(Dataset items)
· · · · ·

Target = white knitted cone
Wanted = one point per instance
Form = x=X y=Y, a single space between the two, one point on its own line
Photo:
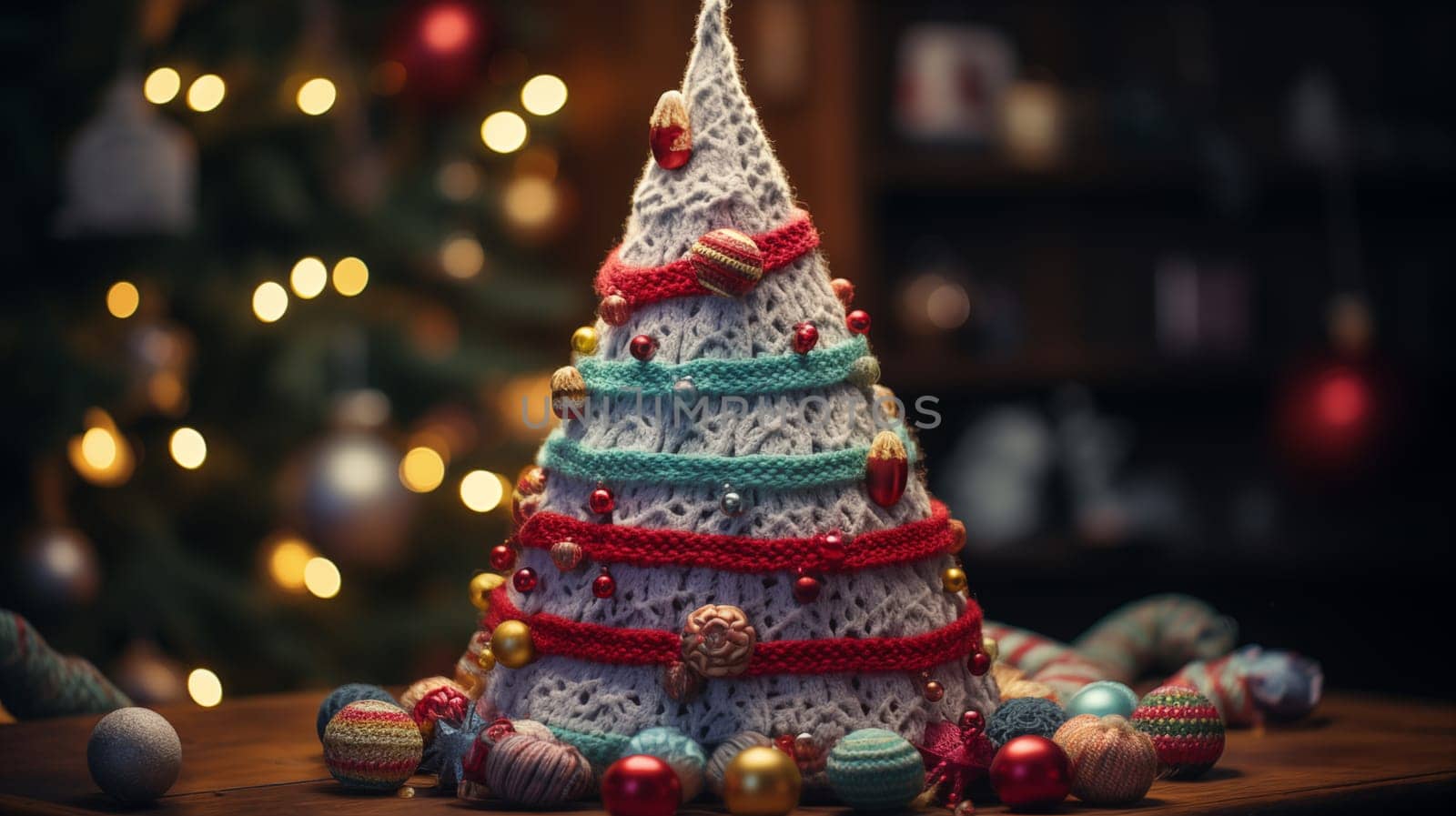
x=733 y=181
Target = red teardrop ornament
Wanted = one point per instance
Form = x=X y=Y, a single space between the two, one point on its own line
x=887 y=470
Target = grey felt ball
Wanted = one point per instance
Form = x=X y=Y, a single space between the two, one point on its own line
x=135 y=754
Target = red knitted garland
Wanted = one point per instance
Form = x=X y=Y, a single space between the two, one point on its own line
x=552 y=634
x=654 y=547
x=650 y=284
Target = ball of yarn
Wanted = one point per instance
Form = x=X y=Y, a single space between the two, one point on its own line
x=135 y=754
x=346 y=694
x=1103 y=699
x=1186 y=728
x=724 y=754
x=371 y=745
x=1024 y=716
x=1111 y=761
x=536 y=771
x=679 y=751
x=875 y=770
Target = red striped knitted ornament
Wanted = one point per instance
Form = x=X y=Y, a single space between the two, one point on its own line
x=371 y=745
x=1186 y=728
x=727 y=262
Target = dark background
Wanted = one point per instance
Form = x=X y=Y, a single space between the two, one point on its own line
x=1283 y=170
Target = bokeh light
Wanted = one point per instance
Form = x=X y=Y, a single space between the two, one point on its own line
x=123 y=298
x=269 y=301
x=204 y=687
x=349 y=277
x=206 y=94
x=317 y=96
x=421 y=470
x=482 y=490
x=309 y=277
x=162 y=86
x=504 y=131
x=188 y=448
x=322 y=578
x=462 y=257
x=543 y=95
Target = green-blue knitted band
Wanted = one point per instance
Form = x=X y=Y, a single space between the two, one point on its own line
x=768 y=471
x=713 y=377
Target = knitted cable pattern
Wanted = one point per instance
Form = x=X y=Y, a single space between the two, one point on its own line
x=553 y=634
x=746 y=377
x=562 y=454
x=648 y=547
x=652 y=284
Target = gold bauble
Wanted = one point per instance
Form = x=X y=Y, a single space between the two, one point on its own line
x=480 y=588
x=584 y=340
x=762 y=781
x=511 y=645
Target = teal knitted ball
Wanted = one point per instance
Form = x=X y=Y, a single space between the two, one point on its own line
x=1104 y=699
x=679 y=751
x=875 y=770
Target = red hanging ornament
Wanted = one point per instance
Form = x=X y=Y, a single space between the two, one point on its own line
x=604 y=585
x=670 y=133
x=642 y=347
x=805 y=335
x=641 y=786
x=1031 y=772
x=956 y=757
x=602 y=500
x=887 y=468
x=502 y=558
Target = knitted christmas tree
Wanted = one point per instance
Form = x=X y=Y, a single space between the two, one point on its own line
x=727 y=533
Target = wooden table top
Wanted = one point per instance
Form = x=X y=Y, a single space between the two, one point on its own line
x=261 y=755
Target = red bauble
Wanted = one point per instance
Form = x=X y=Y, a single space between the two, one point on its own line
x=642 y=347
x=805 y=337
x=604 y=585
x=641 y=786
x=1031 y=772
x=807 y=589
x=602 y=500
x=502 y=558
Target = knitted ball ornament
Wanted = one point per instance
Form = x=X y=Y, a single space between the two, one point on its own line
x=371 y=745
x=346 y=694
x=1024 y=716
x=536 y=771
x=1111 y=761
x=679 y=751
x=724 y=754
x=875 y=770
x=1186 y=729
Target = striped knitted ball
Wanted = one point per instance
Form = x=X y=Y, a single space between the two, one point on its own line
x=342 y=696
x=1186 y=728
x=727 y=262
x=875 y=770
x=679 y=751
x=371 y=745
x=1024 y=716
x=1111 y=761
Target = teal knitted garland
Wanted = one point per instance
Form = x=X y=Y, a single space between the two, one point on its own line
x=713 y=377
x=875 y=770
x=568 y=457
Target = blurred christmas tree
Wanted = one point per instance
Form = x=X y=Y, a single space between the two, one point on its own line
x=277 y=275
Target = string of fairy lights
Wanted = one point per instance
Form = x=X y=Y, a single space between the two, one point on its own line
x=101 y=453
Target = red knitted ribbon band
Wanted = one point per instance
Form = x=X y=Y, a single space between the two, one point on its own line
x=650 y=284
x=552 y=634
x=654 y=547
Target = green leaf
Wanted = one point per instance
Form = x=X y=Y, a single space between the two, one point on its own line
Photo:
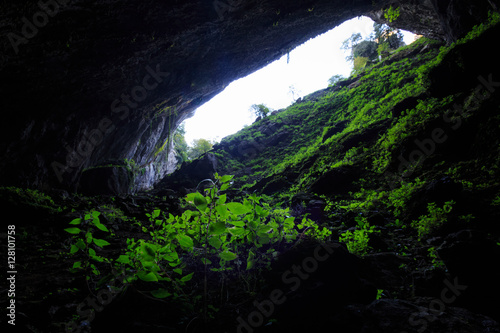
x=160 y=293
x=187 y=277
x=88 y=237
x=185 y=241
x=200 y=202
x=238 y=223
x=148 y=252
x=226 y=178
x=238 y=208
x=147 y=276
x=101 y=226
x=171 y=256
x=228 y=255
x=206 y=261
x=236 y=231
x=222 y=199
x=223 y=212
x=76 y=221
x=73 y=231
x=123 y=259
x=217 y=228
x=215 y=242
x=156 y=213
x=264 y=239
x=100 y=242
x=250 y=259
x=73 y=249
x=81 y=244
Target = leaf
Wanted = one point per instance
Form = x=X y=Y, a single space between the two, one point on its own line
x=238 y=223
x=187 y=277
x=171 y=256
x=73 y=231
x=185 y=241
x=147 y=276
x=228 y=255
x=223 y=212
x=222 y=199
x=88 y=237
x=250 y=259
x=236 y=231
x=148 y=251
x=217 y=228
x=100 y=242
x=81 y=244
x=215 y=242
x=101 y=226
x=226 y=178
x=76 y=221
x=74 y=249
x=238 y=208
x=123 y=259
x=206 y=261
x=200 y=202
x=160 y=293
x=264 y=239
x=156 y=213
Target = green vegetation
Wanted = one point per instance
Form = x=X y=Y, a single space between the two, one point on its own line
x=218 y=234
x=199 y=147
x=357 y=240
x=436 y=217
x=260 y=110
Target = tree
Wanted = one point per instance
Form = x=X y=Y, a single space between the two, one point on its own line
x=260 y=110
x=350 y=43
x=334 y=79
x=294 y=92
x=199 y=147
x=387 y=38
x=180 y=145
x=366 y=49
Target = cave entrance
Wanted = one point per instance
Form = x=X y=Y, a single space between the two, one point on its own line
x=304 y=70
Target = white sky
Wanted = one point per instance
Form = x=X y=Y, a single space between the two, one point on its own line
x=308 y=70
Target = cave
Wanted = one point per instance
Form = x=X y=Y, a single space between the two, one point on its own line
x=92 y=94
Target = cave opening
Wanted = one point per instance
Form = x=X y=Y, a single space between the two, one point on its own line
x=306 y=69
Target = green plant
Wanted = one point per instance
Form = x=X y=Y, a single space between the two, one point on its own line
x=392 y=14
x=435 y=218
x=220 y=234
x=357 y=240
x=436 y=261
x=84 y=236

· · · · ·

Go through the entries and copy every line that has "band".

◆ **Reply to the exercise**:
Target = green-blue knitted band
Target = red knitted ribbon band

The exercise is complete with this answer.